- Problem
What lines below hold the string "each"? Copy them all.

[Opening Excerpted data section]

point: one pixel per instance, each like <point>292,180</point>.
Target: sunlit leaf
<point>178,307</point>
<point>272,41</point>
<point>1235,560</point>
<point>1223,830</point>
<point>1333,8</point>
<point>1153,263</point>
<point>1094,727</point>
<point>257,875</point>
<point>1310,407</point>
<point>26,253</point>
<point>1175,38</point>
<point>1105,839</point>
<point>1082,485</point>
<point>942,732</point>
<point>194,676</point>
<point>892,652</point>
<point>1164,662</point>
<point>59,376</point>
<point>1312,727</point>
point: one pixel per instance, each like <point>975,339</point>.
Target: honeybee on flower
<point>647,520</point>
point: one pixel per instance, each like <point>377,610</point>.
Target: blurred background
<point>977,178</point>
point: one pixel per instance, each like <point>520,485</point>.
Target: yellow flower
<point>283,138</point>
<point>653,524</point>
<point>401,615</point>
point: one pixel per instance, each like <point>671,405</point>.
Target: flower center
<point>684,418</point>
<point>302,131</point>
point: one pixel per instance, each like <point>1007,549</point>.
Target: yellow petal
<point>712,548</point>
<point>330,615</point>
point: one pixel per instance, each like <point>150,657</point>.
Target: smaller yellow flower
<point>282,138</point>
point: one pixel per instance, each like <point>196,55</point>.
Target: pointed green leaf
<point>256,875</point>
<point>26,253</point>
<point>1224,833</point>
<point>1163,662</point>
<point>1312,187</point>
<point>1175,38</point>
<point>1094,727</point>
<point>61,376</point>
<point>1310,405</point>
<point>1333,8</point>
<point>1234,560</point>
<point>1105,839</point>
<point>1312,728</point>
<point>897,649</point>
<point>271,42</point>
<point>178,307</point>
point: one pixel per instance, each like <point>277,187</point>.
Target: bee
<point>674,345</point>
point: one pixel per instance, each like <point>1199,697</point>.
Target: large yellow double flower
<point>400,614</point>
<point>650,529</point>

[Closing Excerpted data section]

- The answer
point: one pixel per instance, each like <point>292,180</point>.
point: one pixel per instance, each like <point>975,339</point>.
point: one pixel per instance, each like <point>377,610</point>.
point: one pixel per instance, each like <point>520,485</point>.
point: one pixel per instance, each like <point>671,405</point>.
point: one pixel per instance, each like <point>1007,549</point>.
point: one pixel per instance, each like <point>150,657</point>.
point: one pixel per instance, each like <point>196,55</point>.
point: one pixel per instance, each like <point>277,187</point>.
point: one pixel per instance, each like <point>1199,697</point>.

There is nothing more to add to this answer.